Reproduce word for word the stretch of the cONNXr design discussion below from "Recap of what" through "that relevant though).".

(Page excerpt Opens)

Related to the recently merged PR #10 and ongoing work in #11 @nopeslide

I think we have to stop for a moment and reconsider some of the things that we are doing. Are they worth?

good idea

Recap of what we've done

* Both of us liked the idea of being able to access the inputs and attributes with `inputs->X` or `attributes->kernel_shape`. This is really convenient and since the values are preresolved, we don't waste time in searching for the tensors/attributes (don't really know if this wasted time is that relevant though).

* To achieve the previous point we have to autogenerate a lot of code. All these operator specific contexts, all this new structures and stuff on top. I think it is starting to accumulate. Also, as we discussed we would need even more generated code to resolve the i/o/attributes, because we need some context specific information (see [the discussion](https://github.com/alrevuelta/cONNXr/pull/10#issuecomment-623141281)).

Do we generate so much code?
We generate

  • operator sets
    • must have, because we have to find the operators
    • depends on resolver
  • typed operators & type resolver
    • nice to have, so we do not need to implement complex type switches inside the operator
    • depends on context
  • sanity checks
    • optional, so we can do basic validation of operator arguments
    • could be repurposed/renamed to generate the context
    • depends on context
  • context structs
    • optional, should improve speed, readability and ease of operator implementation
    • generation is only needed for attributes (iirc tensors are position dependent, attributes are key/value pairs)
* Based on this I think we need to reconsider the solution. The trade off is quite clear I would say. Friendly way of accessing the inputs and attributes with increasing complexity or less friendly way of accessing them but way simpler. I am a very pragmatical person, and I think the second option is better.

I see your point.
I already reduced complexity for the sanity checks by 'only' generating configurations for a generic check function, would do the same for the context generation or even repurpose the check function to fill these lists (since the functionality would be the same).
Further, having a nice interface for these operators may invite people to implement some.

My new approach

* We already have a nice structure that we have neglected `_Onnx__NodeProto`. It contains all the information that we need for running a operator. Well, we don't have the `TensorProto` but maybe we can build something on top.

Absolutely with you

We already have this:

struct  _Onnx__NodeProto
{
  ProtobufCMessage base;
  size_t n_input;
  char **input;
  size_t n_output;
  char **output;
  char *name;
  char *op_type;
  char *domain;
  size_t n_attribute;
  Onnx__AttributeProto **attribute;
  char *doc_string;
};

We can use it to build this:

struct node_context
{
    _Onnx_NodeProto      *onnx_node;  /* onnx node proto, as it is */
    _Onnx__TensorProto **inputs;         /* resolved inputs, matching the ones in nodeproto */
    _Onnx__TensorProto **outputs;      /* same for the outputs */
    operator_executer       resolved_operator;  /* resolved operator that runs on that node */
}

would include the resolver function here, so we can separate the steps

  1. finding resolver in set structure
  2. resolving operator to type specific one
    • this can only be done if the input tensors are already existing

how about I simplify the context structs to a simple list of named pointers (length is encoded inside the onnx node struct)?

(Page excerpt Closes)
(Listed entries Opens)

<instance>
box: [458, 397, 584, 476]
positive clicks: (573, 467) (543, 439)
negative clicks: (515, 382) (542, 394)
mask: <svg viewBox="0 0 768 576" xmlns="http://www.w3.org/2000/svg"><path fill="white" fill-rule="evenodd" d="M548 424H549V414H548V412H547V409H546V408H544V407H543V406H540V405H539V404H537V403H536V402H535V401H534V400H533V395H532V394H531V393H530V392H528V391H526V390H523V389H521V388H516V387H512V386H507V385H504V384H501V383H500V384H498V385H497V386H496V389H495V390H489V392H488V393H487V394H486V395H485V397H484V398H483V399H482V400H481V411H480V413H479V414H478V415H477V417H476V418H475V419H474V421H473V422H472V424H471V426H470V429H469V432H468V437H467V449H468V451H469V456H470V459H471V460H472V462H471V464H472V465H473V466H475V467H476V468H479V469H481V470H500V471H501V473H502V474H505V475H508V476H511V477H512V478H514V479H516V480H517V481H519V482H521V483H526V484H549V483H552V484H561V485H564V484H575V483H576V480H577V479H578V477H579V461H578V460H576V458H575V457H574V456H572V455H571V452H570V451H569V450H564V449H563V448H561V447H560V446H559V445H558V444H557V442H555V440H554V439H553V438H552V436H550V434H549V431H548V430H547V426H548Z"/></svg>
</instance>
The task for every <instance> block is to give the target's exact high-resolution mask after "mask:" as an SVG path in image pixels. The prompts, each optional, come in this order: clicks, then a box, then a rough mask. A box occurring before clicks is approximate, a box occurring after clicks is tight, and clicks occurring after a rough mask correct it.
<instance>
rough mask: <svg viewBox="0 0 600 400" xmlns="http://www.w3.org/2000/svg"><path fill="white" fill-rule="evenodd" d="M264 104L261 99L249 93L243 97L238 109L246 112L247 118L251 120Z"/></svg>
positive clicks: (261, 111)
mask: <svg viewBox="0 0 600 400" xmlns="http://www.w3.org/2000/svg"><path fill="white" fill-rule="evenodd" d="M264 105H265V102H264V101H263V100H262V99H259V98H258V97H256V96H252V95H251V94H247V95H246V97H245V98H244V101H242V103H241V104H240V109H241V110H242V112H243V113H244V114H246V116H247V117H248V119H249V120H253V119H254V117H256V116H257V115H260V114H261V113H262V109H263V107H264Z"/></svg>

(Listed entries Closes)

**Answer below**:
Recap of what we've done

* Both of us liked the idea of being able to access the inputs and attributes with `inputs->X` or `attributes->kernel_shape`. This is really convenient and since the values are preresolved, we don't waste time in searching for the tensors/attributes (don't really know if this wasted time is that relevant though).